(Coordinate annotation entries)
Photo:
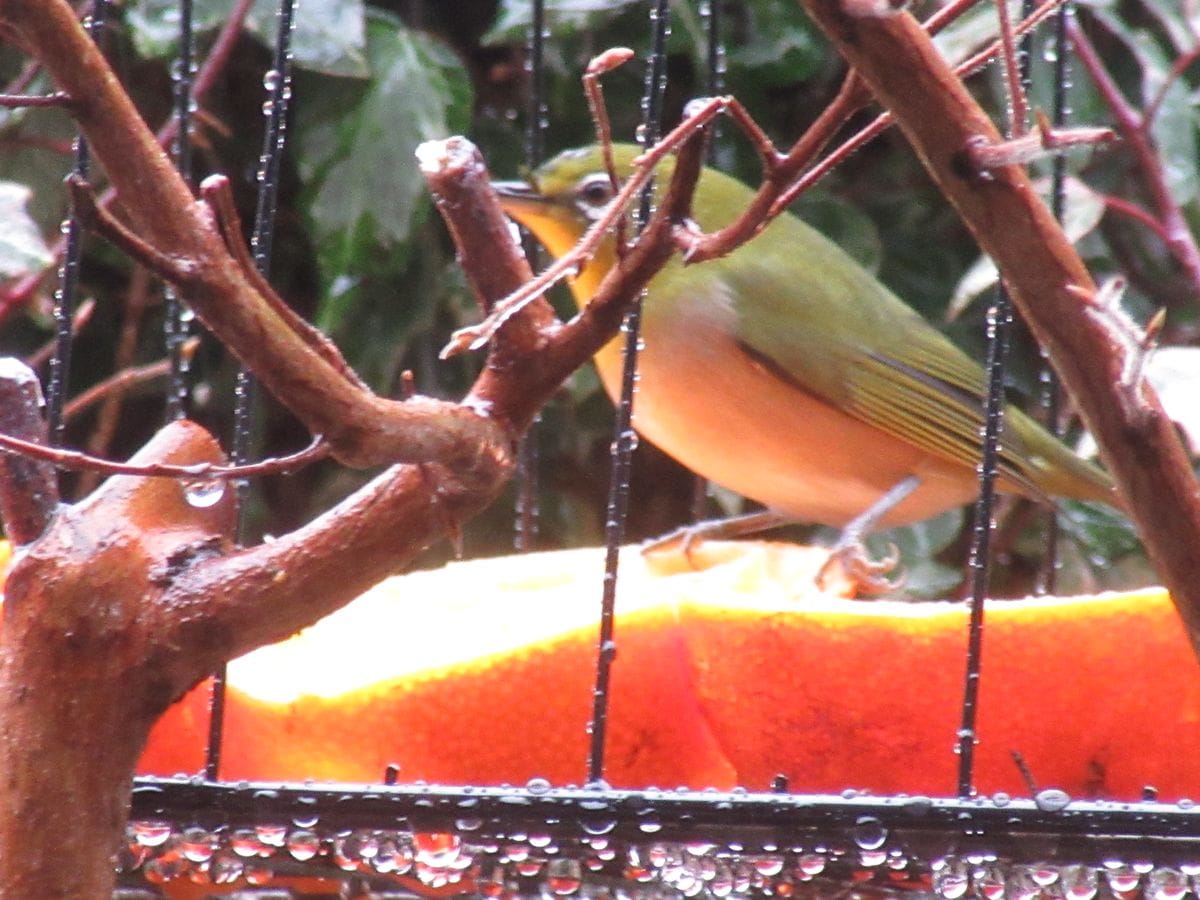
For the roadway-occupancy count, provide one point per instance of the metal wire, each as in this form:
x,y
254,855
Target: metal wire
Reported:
x,y
277,83
535,131
175,322
714,59
624,438
1051,400
69,277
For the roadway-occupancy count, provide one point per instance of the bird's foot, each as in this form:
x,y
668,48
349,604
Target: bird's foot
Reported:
x,y
685,539
850,559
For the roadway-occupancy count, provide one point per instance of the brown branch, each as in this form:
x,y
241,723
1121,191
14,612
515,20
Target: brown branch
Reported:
x,y
1133,127
29,491
906,73
61,459
112,389
17,294
18,101
181,240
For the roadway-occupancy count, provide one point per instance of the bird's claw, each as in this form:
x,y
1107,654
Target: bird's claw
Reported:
x,y
852,559
681,540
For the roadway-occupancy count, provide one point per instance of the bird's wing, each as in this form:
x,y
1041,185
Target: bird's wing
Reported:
x,y
907,378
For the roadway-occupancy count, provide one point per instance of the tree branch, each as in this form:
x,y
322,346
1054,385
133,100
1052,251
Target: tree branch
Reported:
x,y
894,57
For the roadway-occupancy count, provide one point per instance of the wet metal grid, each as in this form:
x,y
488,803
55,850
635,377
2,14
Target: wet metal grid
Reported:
x,y
545,841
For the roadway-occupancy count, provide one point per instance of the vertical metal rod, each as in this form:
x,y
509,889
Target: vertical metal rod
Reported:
x,y
277,84
711,13
1060,115
535,131
175,322
1000,319
69,279
1000,323
623,432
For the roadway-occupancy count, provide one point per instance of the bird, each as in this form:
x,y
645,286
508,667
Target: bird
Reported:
x,y
787,373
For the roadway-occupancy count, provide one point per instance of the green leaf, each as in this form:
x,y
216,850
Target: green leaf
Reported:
x,y
973,29
329,35
775,43
515,17
22,249
845,225
1102,533
357,139
918,545
1174,127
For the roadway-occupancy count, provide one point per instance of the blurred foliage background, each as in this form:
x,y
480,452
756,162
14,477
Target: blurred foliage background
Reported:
x,y
359,251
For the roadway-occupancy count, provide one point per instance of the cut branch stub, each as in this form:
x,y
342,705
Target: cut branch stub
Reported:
x,y
29,489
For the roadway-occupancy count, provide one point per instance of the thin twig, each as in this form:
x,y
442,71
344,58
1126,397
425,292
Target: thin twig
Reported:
x,y
475,336
18,101
78,461
1133,127
129,377
1018,112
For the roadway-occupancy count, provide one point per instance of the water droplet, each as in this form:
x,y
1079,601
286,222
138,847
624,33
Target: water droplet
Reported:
x,y
244,841
951,881
1051,799
1122,877
768,867
197,845
203,493
870,833
811,864
1080,882
151,834
303,845
564,876
437,849
1167,883
271,835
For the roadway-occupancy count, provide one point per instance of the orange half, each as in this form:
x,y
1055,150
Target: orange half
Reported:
x,y
731,667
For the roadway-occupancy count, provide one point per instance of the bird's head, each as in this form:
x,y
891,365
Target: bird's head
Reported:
x,y
564,196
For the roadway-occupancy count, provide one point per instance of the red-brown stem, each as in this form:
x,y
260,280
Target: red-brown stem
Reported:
x,y
1134,130
29,491
1138,441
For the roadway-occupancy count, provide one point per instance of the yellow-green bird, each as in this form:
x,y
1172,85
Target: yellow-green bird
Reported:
x,y
790,375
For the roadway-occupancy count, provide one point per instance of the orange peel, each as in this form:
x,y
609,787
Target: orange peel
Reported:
x,y
731,669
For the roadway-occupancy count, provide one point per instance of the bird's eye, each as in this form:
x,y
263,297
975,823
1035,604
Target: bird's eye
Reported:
x,y
593,193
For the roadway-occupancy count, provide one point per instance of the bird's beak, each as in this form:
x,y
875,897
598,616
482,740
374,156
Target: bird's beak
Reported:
x,y
520,199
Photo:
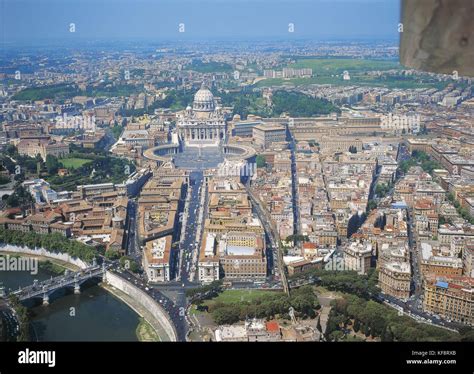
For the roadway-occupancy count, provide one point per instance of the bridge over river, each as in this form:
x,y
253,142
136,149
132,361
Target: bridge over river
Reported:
x,y
70,279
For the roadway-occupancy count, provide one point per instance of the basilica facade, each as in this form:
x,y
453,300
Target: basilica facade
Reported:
x,y
203,124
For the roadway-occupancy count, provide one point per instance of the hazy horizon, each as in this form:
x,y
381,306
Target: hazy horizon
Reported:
x,y
48,21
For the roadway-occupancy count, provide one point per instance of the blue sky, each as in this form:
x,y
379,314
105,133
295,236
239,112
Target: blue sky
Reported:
x,y
43,20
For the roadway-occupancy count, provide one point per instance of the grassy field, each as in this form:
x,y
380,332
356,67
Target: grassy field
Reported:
x,y
324,66
360,80
73,163
330,70
145,332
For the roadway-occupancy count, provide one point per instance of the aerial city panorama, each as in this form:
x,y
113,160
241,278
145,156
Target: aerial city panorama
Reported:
x,y
233,172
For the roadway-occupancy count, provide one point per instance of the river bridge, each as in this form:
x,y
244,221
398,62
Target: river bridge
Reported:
x,y
70,279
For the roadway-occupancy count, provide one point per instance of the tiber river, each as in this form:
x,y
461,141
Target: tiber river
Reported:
x,y
94,315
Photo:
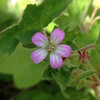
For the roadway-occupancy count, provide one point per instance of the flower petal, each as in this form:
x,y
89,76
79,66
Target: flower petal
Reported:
x,y
39,55
63,50
55,60
40,40
57,36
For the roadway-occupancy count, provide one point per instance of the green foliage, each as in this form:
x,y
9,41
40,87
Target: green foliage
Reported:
x,y
61,76
20,65
85,74
71,16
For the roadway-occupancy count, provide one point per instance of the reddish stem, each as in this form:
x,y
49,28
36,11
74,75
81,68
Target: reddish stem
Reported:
x,y
88,47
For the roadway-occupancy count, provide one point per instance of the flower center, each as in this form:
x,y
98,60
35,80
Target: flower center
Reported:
x,y
51,47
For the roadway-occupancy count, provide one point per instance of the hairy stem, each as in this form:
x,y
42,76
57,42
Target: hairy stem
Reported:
x,y
91,67
88,47
93,13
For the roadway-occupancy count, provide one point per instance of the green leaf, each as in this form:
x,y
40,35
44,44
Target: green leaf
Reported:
x,y
85,74
62,77
25,72
85,39
74,15
8,41
33,20
44,91
47,73
97,45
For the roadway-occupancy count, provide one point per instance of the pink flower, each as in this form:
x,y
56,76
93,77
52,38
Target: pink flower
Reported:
x,y
52,47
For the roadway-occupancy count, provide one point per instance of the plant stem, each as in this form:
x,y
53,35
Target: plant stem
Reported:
x,y
91,67
88,47
44,33
93,13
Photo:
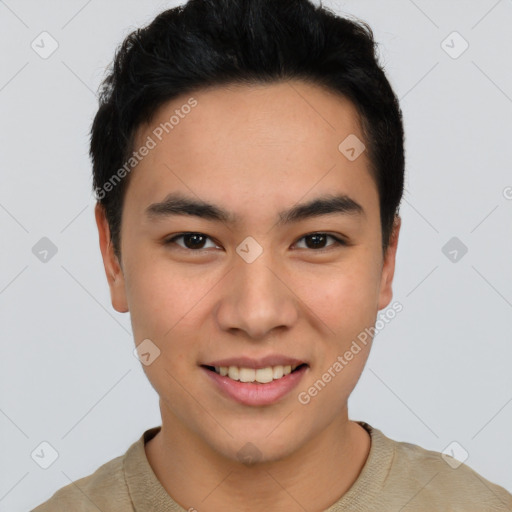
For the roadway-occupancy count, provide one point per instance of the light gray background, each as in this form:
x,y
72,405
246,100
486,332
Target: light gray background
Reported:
x,y
439,372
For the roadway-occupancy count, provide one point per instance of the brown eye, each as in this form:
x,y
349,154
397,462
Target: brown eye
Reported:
x,y
317,241
191,241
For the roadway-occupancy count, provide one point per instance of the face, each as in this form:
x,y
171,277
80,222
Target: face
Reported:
x,y
268,278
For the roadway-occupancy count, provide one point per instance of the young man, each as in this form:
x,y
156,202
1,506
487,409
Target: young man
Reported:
x,y
249,164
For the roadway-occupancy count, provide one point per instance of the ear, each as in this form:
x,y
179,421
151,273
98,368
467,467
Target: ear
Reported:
x,y
113,270
388,266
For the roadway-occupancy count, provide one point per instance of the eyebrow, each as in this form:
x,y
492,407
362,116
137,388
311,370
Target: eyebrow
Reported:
x,y
178,204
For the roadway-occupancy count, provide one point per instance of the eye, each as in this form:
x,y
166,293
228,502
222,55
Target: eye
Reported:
x,y
317,241
192,241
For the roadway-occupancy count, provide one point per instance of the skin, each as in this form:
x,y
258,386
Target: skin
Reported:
x,y
254,150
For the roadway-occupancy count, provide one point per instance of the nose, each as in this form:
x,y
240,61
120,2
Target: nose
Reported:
x,y
256,299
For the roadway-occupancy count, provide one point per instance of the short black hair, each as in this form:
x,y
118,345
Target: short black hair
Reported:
x,y
223,42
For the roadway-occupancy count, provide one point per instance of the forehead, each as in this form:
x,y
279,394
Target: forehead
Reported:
x,y
249,142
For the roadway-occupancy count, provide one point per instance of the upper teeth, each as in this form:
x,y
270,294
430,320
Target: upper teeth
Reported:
x,y
262,375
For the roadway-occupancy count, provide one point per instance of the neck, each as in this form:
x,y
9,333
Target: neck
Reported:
x,y
197,477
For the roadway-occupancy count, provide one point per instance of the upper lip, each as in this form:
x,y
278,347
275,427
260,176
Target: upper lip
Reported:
x,y
263,362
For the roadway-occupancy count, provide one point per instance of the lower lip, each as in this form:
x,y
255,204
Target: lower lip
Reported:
x,y
255,393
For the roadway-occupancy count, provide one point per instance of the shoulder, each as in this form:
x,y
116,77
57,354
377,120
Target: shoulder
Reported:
x,y
433,478
104,490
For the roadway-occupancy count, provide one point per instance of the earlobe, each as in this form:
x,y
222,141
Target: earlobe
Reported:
x,y
113,270
388,268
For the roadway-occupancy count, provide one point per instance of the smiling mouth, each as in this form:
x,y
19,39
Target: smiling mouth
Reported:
x,y
252,375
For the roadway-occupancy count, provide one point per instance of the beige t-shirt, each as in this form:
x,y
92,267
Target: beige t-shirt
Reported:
x,y
396,476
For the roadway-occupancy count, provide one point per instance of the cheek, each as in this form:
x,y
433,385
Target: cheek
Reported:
x,y
345,297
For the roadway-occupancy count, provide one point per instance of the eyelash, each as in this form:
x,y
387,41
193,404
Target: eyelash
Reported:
x,y
338,241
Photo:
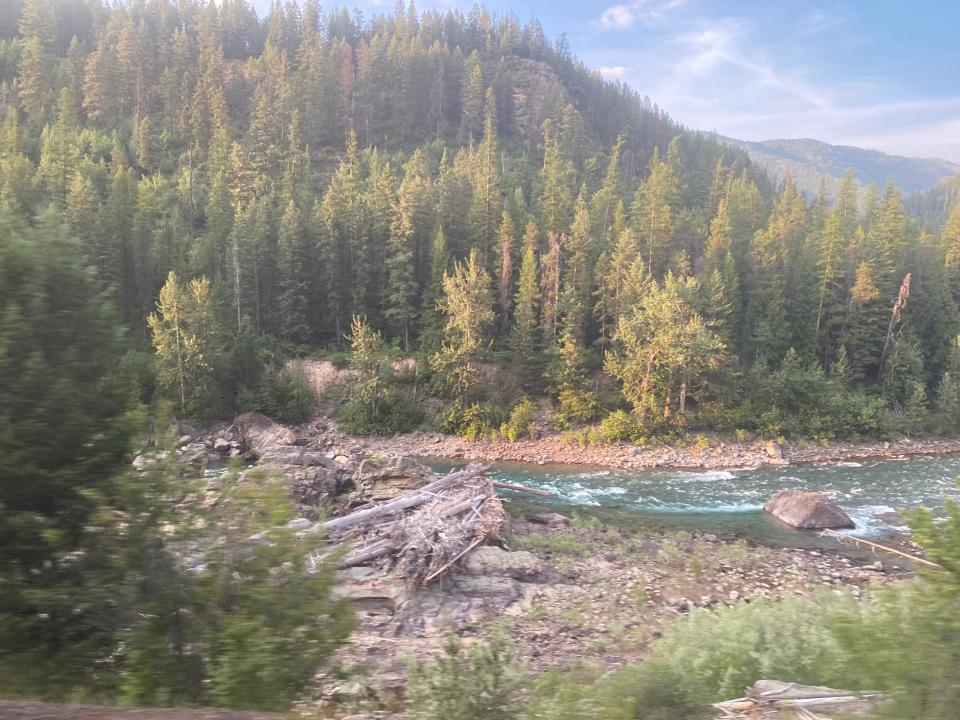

Task details » Rewrite the material from the line containing "the nose, each" through the end of the material, replacing "roadway-occupancy count" with "facial-feature count" and leaving everything else unchanged. Omit the pictures from the output.

Task response »
For the facial-feature count, provide one point per instance of the nose, each as in this form:
x,y
240,61
120,2
Target: nose
Reported:
x,y
256,299
For the facial-feature count, provide one point per instance of the short black hair, each as in this form:
x,y
118,345
Target: short black hair
Reported:
x,y
223,42
For the facial-feature count, provide one point per instance of the forehead, each as in this form:
x,y
279,394
Target: forehead
Reported:
x,y
249,142
For the facial-feature count, provide one point per instance of the upper teeth, each as in this form:
x,y
270,294
430,320
Target: upper teeth
Reported:
x,y
262,375
For the facial-feature count, provide one point per instance of the neck, each as in this form:
x,y
9,333
Target: neck
Reported:
x,y
197,477
For the facial-feature count, provide one point per instance of the upper lip, each as in this form:
x,y
278,347
275,427
260,176
Target: upper lip
Reported:
x,y
263,362
For the facial-feature count, provide one point per instance of the lower lip, each as in this form:
x,y
255,204
Target: lower lip
Reported:
x,y
255,393
For the facial-feature count, provide one point per instance of the shoulder, each as in this form:
x,y
116,77
57,354
377,120
Target: shoulder
Reported:
x,y
433,478
104,490
For the facial-feature count, provide one point per instance of the earlobe, each as in this form:
x,y
222,141
Target: earlobe
Reported:
x,y
113,270
388,268
For the facial-feature count, provide one point per instance of the smiling mouth, each as in this form:
x,y
19,39
Target: smiling mouth
Reported:
x,y
252,375
For the facial-feature count, provide one point per instance of the beige t-shirt, each as in this form:
x,y
92,267
Target: beige t-shirt
Reported:
x,y
396,476
For the facial-feature count, provide one point per instance of the cheek, each as in this form:
x,y
433,385
Target: cheek
Reported:
x,y
345,297
For the facial-feature count, provide one point per instance of the eyelash, each as in this form:
x,y
387,41
193,404
Target: eyelash
Reported:
x,y
338,241
Photo:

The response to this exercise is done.